[[ MATERIAL SUPPLIED, beginning ]]

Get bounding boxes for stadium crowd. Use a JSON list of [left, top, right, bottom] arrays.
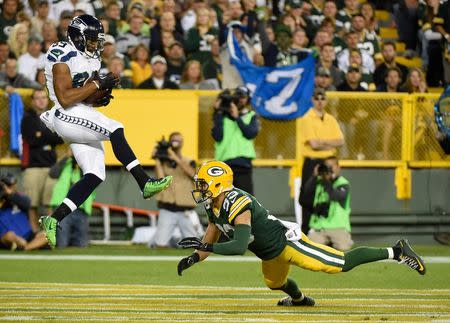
[[0, 0, 448, 93]]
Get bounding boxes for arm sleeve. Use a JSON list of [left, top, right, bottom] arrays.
[[322, 181, 350, 208], [211, 112, 224, 141], [212, 224, 251, 255], [236, 114, 260, 139]]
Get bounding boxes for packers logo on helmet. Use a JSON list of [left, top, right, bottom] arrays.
[[192, 161, 233, 204]]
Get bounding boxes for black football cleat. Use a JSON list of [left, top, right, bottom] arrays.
[[395, 239, 426, 275], [277, 296, 315, 307]]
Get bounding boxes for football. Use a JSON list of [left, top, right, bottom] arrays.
[[83, 88, 110, 105]]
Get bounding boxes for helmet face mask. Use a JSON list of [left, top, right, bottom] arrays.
[[191, 161, 234, 204], [68, 15, 105, 59], [192, 177, 213, 204]]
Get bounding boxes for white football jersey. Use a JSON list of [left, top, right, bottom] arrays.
[[45, 41, 101, 109]]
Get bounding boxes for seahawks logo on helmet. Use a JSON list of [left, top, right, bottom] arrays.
[[67, 14, 105, 59], [207, 166, 225, 176]]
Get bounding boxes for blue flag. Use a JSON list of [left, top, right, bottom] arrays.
[[228, 31, 315, 120], [9, 92, 24, 157]]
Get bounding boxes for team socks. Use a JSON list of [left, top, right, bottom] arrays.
[[110, 128, 149, 190], [271, 278, 303, 301], [53, 173, 102, 222], [342, 247, 392, 272]]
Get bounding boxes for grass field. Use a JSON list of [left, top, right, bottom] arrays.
[[1, 245, 449, 322]]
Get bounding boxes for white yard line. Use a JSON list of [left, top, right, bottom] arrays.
[[0, 255, 449, 263]]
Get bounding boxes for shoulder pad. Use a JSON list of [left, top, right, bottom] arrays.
[[47, 42, 77, 63], [223, 190, 252, 223]]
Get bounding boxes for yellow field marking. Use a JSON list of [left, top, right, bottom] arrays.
[[0, 283, 449, 322]]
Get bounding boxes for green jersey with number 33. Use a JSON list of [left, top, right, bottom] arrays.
[[205, 188, 287, 260]]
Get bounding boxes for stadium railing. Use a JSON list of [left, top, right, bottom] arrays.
[[91, 202, 158, 242], [0, 89, 449, 200]]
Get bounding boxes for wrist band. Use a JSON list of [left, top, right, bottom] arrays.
[[92, 80, 100, 89]]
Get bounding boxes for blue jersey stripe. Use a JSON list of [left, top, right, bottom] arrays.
[[60, 51, 77, 62]]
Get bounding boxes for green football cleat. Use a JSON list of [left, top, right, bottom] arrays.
[[143, 176, 173, 199], [39, 216, 58, 248], [395, 239, 426, 275]]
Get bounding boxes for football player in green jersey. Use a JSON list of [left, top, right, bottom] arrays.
[[177, 161, 426, 306]]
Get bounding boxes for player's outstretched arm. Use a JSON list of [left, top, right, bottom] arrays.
[[178, 211, 252, 256], [177, 222, 220, 276]]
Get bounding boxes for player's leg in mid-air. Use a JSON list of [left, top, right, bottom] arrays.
[[262, 233, 426, 307], [40, 108, 172, 247]]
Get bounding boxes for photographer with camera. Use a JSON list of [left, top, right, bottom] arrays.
[[0, 174, 48, 250], [298, 88, 344, 234], [212, 86, 260, 194], [152, 132, 203, 248], [299, 156, 353, 251]]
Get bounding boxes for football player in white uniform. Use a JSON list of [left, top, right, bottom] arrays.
[[39, 15, 173, 247]]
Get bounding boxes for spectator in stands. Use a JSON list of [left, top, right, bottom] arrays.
[[51, 0, 93, 22], [317, 42, 345, 87], [220, 21, 263, 89], [351, 13, 380, 57], [373, 42, 409, 88], [35, 68, 45, 86], [337, 64, 367, 91], [401, 67, 428, 93], [0, 173, 48, 250], [138, 55, 179, 89], [315, 67, 336, 91], [31, 0, 55, 38], [0, 58, 42, 92], [152, 132, 202, 248], [377, 67, 405, 92], [307, 0, 325, 29], [181, 0, 209, 34], [184, 7, 219, 63], [435, 1, 450, 85], [179, 59, 219, 89], [312, 27, 332, 51], [21, 89, 63, 232], [99, 34, 129, 73], [349, 49, 375, 91], [7, 23, 29, 58], [393, 0, 419, 57], [56, 10, 73, 42], [150, 11, 183, 54], [360, 2, 379, 36], [212, 86, 260, 194], [298, 88, 344, 233], [0, 0, 18, 42], [323, 0, 338, 22], [50, 149, 93, 248], [17, 38, 45, 82], [264, 26, 311, 67], [108, 56, 133, 89], [420, 0, 448, 87], [336, 0, 359, 32], [105, 1, 121, 37], [130, 43, 151, 88], [300, 156, 353, 251], [202, 37, 222, 87], [41, 21, 58, 53], [0, 41, 11, 72], [337, 31, 375, 74], [116, 14, 150, 55], [166, 41, 186, 85]]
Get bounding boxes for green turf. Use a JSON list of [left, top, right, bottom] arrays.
[[0, 245, 449, 290]]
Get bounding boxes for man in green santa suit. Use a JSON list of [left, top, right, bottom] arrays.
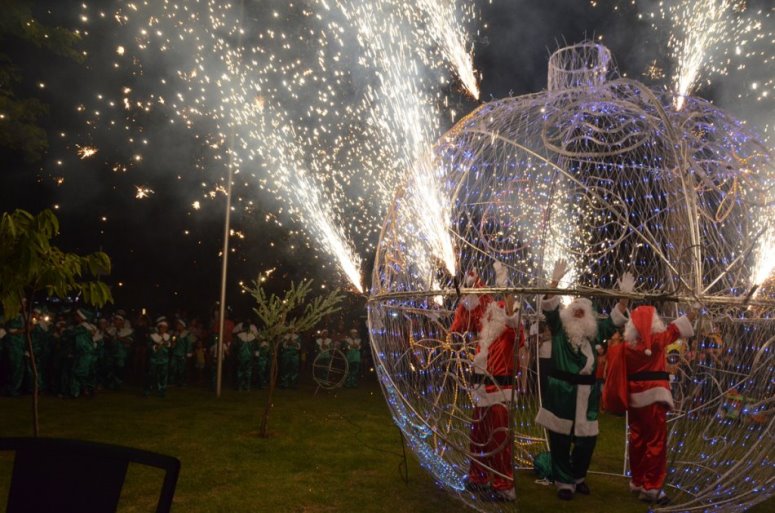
[[535, 260, 633, 500]]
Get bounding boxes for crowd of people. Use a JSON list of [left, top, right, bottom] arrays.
[[0, 306, 370, 399]]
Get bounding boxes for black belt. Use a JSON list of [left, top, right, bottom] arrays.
[[549, 369, 596, 386], [470, 374, 514, 386], [628, 371, 670, 382]]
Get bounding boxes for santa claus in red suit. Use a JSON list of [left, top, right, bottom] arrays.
[[451, 262, 524, 502], [610, 304, 696, 505]]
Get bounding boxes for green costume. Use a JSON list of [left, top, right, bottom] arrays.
[[105, 325, 132, 389], [3, 317, 25, 396], [26, 321, 51, 391], [170, 329, 194, 387], [70, 321, 97, 398], [235, 328, 257, 391], [343, 332, 362, 388], [280, 334, 301, 388], [535, 296, 626, 490], [253, 339, 270, 388], [145, 331, 171, 397]]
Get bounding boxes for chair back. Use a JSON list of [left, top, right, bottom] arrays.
[[0, 437, 180, 513]]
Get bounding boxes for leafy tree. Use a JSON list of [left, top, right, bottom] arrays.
[[244, 276, 343, 437], [0, 0, 82, 161], [0, 209, 112, 436]]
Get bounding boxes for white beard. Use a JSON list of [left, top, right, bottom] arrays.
[[559, 300, 598, 350]]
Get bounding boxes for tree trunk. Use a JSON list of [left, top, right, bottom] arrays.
[[22, 300, 40, 437], [258, 343, 280, 438]]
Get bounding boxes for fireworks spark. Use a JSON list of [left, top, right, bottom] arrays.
[[416, 0, 480, 99], [135, 186, 154, 199], [668, 0, 734, 110], [76, 145, 99, 159]]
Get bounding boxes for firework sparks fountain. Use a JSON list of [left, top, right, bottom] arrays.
[[368, 43, 775, 513]]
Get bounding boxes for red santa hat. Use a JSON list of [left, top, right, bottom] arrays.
[[624, 305, 665, 356]]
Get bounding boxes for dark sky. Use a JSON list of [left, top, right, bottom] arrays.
[[1, 0, 770, 317]]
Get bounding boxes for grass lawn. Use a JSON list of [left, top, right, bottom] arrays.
[[0, 380, 771, 513]]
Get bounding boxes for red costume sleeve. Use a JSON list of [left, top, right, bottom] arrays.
[[449, 304, 472, 334], [603, 343, 629, 415]]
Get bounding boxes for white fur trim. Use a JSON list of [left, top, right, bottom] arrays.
[[471, 384, 515, 406], [624, 309, 666, 344], [541, 295, 561, 312], [474, 302, 509, 373], [579, 341, 595, 375], [630, 387, 674, 409], [504, 313, 521, 329], [535, 408, 574, 435], [574, 384, 599, 436], [150, 333, 171, 344], [461, 294, 480, 311], [611, 306, 628, 327], [555, 481, 575, 491], [237, 332, 256, 343], [671, 316, 694, 339]]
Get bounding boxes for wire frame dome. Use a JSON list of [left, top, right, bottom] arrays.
[[368, 43, 775, 513]]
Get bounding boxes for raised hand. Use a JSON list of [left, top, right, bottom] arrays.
[[551, 258, 569, 284], [493, 260, 509, 287], [617, 271, 636, 294]]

[[ MATERIAL SUPPLIED, end ]]

_EXERCISE:_ Set down, please, the lines from the line holding "Get bounding boxes for raised" through the final line of the data, exactly and with nothing added.

_RESULT OF THE EXERCISE:_
Get bounding boxes for raised hand. Use a JSON list of [left, top, right, bottom] arrays.
[[551, 258, 569, 284], [493, 260, 509, 287], [617, 271, 636, 294]]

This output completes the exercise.